Activity: Give the data again word for word; drop the pictures.

Given data:
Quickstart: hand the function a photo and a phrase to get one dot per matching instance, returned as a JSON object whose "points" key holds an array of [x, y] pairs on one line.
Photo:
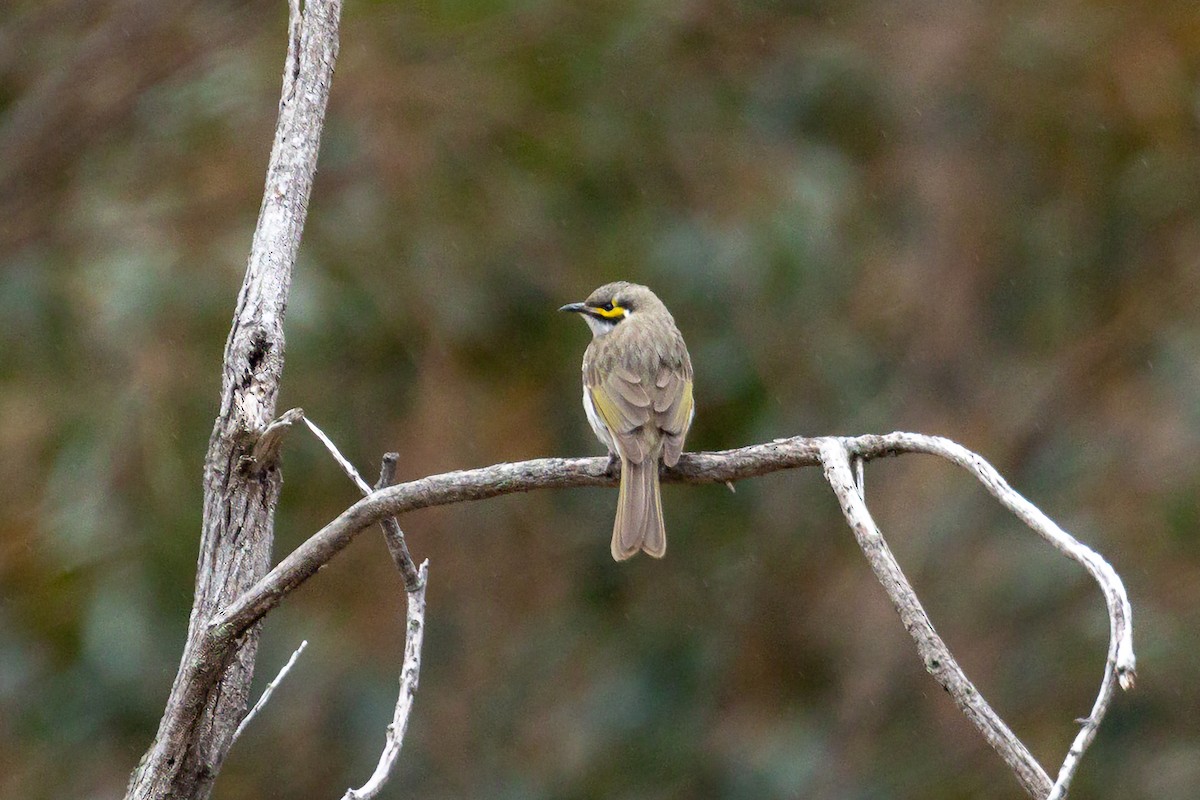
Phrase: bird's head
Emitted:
{"points": [[615, 304]]}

The completed task:
Quickstart: hand the function a photo and a phrase to get one dot per matching instance, returned as a JSON object whose "points" key holds an array of [x, y] pairs on one line.
Photo:
Phrase: bird's head
Emitted:
{"points": [[615, 304]]}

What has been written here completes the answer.